Whenever the string "stone" turns up in a line of the data below, copy that line.
::::::::
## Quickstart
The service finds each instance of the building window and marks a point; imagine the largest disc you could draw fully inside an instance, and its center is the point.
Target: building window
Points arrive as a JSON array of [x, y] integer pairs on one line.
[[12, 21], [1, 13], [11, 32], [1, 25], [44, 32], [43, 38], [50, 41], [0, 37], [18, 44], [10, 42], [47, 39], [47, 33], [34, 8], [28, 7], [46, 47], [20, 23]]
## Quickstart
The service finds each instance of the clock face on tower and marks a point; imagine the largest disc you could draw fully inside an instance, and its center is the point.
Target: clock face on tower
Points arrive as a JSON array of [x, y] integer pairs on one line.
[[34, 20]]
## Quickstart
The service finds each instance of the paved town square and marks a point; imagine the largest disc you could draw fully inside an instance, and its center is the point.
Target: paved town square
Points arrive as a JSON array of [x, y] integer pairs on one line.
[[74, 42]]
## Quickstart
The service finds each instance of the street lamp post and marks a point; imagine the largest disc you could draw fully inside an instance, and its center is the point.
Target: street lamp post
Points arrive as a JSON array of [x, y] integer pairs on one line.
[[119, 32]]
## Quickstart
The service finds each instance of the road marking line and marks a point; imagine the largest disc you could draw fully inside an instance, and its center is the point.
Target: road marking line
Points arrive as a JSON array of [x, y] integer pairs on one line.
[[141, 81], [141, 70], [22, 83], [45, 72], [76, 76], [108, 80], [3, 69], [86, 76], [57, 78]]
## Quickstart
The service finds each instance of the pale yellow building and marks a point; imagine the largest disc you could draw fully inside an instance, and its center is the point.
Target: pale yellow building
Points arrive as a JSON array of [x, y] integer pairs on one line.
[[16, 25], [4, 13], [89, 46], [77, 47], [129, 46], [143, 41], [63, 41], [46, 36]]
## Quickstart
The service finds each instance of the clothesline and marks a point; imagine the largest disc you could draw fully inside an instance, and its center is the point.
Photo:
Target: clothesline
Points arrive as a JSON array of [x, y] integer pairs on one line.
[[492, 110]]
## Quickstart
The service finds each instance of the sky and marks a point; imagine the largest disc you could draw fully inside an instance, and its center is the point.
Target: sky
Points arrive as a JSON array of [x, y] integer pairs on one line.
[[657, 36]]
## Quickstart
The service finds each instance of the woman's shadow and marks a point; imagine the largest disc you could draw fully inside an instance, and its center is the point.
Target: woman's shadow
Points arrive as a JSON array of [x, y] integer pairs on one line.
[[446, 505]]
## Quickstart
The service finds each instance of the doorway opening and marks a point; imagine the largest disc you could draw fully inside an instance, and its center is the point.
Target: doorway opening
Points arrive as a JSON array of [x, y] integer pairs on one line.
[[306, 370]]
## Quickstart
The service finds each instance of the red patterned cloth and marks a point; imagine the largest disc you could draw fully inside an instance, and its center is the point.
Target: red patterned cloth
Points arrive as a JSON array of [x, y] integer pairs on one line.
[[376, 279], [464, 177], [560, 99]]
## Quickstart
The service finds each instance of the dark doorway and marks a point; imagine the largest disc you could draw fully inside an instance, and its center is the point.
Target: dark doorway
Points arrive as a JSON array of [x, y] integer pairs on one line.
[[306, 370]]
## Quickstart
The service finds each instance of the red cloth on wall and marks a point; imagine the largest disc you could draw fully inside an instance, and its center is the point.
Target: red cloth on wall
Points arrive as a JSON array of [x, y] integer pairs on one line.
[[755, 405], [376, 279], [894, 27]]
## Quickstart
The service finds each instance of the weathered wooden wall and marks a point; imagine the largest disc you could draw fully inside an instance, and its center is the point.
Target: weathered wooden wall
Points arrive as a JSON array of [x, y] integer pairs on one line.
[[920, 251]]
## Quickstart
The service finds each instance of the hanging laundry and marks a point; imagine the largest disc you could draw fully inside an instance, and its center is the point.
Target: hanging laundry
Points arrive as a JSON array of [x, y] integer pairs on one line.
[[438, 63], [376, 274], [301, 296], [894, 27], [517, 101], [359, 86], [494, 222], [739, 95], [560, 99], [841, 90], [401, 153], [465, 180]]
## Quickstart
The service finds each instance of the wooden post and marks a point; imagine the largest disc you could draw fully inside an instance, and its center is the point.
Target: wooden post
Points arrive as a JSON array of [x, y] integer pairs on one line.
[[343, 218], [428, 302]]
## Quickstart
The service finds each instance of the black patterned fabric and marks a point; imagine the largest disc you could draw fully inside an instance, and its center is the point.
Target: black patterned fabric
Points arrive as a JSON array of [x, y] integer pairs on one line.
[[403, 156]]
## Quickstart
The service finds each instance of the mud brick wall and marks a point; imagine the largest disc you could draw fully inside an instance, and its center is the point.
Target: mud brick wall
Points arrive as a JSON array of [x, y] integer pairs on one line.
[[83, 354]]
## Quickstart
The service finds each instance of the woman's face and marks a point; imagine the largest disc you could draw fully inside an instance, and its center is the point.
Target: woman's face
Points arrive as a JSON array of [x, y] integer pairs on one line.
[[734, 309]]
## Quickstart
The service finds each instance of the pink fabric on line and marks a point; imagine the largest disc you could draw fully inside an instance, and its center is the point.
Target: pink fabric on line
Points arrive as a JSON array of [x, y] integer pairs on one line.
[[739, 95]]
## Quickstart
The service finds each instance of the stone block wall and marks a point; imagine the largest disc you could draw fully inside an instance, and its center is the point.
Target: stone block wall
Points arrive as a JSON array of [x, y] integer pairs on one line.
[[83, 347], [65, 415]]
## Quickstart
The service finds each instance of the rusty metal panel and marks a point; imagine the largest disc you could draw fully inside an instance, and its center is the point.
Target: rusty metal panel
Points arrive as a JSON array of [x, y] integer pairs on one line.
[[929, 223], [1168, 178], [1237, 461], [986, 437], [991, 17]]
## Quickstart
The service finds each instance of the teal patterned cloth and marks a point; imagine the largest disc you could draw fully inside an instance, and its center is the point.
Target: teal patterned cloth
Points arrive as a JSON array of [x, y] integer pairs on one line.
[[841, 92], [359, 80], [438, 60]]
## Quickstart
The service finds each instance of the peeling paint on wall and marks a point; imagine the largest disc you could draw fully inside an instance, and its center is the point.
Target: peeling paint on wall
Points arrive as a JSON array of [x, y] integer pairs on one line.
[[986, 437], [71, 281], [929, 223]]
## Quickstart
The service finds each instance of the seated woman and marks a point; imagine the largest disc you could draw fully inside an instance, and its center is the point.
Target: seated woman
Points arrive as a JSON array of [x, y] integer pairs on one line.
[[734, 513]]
::::::::
◆ WRITTEN RESPONSE:
The service finds each instance of the stone block wall and marks a point; imagine the largest disc you could draw fully inside an instance, and its center is the point.
Target: stone block wall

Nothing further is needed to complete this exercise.